Please continue the article about the new gene delivery vehicle for brain diseases, starting right after its last sentence.

#### EXERCISE TEXT:
>>>>

New gene delivery vehicle promises treatment for brain diseases

A study by scientists at the Broad Institute of MIT and Harvard University found that a gene therapy vector using human protein effectively crosses the blood-brain barrier and delivers a target gene into the brains of mice with human protein. This development could significantly improve the treatment of brain diseases in humans.

Gene therapy has the potential to treat severe genetic brain diseases for which there are currently no cures and limited treatment options. However, existing gene delivery methods, such as adeno-associated viruses (AAVs), are unable to effectively cross the blood-brain barrier and deliver therapeutic material to the brain. This challenge has hampered the development of safer and more effective gene therapies for brain diseases for decades.

<<<<

#### RECORD SET:
>>>>

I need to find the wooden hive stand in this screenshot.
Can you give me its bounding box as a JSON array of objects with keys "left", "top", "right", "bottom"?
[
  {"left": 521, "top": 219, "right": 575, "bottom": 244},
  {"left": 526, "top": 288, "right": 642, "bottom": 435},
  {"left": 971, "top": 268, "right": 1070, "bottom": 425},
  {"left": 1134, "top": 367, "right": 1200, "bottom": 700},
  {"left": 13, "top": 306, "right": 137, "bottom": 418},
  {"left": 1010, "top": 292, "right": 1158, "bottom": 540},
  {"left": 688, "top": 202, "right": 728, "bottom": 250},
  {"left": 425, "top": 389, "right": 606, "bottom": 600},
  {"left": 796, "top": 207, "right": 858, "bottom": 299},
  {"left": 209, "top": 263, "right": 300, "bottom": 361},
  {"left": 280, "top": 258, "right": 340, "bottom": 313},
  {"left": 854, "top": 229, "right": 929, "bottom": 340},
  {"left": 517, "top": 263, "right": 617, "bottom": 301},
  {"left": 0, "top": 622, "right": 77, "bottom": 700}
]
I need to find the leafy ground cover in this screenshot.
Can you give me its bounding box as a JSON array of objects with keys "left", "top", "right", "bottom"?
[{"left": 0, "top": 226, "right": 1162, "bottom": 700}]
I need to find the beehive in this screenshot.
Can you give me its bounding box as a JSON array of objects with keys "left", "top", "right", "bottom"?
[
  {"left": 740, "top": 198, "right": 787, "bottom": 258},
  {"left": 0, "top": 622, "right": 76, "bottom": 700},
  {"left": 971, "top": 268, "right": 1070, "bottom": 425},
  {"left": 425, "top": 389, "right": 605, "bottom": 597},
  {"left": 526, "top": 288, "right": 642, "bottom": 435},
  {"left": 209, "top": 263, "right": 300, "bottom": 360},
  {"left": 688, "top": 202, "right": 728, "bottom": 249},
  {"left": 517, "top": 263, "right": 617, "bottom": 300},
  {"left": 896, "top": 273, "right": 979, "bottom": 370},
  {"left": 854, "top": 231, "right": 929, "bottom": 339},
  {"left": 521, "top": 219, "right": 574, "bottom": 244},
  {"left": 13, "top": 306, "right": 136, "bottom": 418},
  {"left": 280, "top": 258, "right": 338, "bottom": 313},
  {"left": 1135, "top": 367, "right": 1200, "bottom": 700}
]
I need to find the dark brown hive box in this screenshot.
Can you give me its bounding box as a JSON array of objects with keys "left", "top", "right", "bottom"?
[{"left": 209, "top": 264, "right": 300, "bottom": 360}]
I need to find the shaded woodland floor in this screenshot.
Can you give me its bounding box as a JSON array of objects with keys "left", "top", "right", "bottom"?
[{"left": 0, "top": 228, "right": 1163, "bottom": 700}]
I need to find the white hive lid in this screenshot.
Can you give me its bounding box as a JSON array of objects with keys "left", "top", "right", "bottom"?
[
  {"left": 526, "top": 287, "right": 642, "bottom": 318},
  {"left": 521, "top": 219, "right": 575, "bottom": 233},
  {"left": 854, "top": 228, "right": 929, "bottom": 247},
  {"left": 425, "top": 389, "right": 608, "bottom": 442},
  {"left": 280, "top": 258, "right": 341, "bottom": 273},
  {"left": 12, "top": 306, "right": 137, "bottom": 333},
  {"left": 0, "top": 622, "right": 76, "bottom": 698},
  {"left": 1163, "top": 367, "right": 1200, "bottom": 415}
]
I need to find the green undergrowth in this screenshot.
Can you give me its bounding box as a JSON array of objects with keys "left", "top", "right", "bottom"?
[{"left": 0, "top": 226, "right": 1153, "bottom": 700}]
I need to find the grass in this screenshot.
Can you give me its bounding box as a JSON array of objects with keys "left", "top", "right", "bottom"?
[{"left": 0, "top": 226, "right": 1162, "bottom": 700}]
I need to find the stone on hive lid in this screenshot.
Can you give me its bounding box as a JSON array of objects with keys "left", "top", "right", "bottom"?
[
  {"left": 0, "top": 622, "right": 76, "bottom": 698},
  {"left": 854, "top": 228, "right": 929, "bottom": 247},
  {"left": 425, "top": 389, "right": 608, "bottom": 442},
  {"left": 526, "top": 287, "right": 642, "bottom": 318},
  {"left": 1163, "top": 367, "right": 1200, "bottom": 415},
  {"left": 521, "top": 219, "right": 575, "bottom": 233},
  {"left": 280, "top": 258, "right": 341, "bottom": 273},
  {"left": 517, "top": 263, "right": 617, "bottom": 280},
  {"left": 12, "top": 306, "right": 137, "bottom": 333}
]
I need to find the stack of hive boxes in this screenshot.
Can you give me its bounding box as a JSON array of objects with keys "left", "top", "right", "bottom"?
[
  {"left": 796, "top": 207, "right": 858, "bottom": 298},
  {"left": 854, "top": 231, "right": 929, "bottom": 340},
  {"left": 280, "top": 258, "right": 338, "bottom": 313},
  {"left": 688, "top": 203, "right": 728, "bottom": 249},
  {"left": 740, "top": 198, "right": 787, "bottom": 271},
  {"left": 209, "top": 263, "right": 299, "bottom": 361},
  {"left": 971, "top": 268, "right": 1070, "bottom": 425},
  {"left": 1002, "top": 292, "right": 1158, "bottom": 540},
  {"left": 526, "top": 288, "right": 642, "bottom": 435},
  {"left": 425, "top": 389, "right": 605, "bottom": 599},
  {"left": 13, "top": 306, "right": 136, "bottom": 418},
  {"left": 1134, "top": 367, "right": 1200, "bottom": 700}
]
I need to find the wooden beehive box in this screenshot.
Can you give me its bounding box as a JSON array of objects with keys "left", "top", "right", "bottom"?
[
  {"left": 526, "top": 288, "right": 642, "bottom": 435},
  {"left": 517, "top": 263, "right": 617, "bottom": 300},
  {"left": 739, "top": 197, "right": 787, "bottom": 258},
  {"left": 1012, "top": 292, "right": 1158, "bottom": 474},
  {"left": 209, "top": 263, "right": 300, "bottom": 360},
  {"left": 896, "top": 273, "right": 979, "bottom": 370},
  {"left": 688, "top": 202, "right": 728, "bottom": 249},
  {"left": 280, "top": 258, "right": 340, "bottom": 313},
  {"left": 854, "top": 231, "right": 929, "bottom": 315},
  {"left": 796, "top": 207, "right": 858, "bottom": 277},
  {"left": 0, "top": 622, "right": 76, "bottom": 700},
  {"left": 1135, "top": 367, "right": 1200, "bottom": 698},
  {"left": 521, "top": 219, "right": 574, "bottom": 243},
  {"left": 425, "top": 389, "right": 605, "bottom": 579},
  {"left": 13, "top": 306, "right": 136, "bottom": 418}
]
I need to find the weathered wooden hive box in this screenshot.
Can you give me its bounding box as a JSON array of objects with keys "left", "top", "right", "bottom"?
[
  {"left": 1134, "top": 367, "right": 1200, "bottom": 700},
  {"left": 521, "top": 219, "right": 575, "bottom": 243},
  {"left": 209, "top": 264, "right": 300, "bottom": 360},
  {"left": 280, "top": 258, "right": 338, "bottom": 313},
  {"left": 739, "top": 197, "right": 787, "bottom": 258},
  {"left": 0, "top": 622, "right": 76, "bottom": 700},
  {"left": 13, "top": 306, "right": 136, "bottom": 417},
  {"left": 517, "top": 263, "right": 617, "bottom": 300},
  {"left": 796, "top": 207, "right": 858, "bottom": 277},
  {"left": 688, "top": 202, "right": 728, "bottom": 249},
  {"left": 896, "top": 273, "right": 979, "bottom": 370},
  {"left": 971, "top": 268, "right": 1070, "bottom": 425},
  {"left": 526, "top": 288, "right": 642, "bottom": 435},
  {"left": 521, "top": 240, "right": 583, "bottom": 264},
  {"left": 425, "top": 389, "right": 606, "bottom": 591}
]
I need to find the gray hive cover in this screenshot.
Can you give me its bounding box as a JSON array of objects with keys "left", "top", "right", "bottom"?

<<<<

#### EXERCISE RESPONSE:
Now, researchers in Ben Deverman’s lab have created the first published AAV that targets a human protein to deliver genes to the brain in mice with the human transferrin receptor. This virus binds to the human transferrin receptor, which is abundant in the blood-brain barrier in humans. In a new study published in the journal Science, the team showed that their AAV, injected into the blood of mice with the human transferrin receptor, entered the brain at much higher levels than the AAV used in the FDA-approved central nervous system gene therapy, AAV9. The virus also reached a wide range of important brain cell types, including neurons and astrocytes. The researchers also showed that their AAV was able to deliver copies of the GBA1 gene, which is associated with Gaucher disease, dementia with Lewy bodies, and Parkinson's disease, to a large number of cells in the brain.

The scientists suggest that their new AAV may be a better option for treating neurodevelopmental disorders caused by single-gene mutations, such as Rett syndrome or SHANK3 deficiency, as well as for lysosomal storage diseases such as GBA1 deficiency, and neurodegenerative diseases such as Huntington's disease, prion diseases, Friedreich's ataxia, and single-gene forms of ALS and Parkinson's.

"Since we joined the Broad Institute, our mission has been to create opportunities for central nervous system gene therapies. If this AAV meets our expectations in human studies, it will be much more effective than current methods," said Ben Deverman, senior author of the study.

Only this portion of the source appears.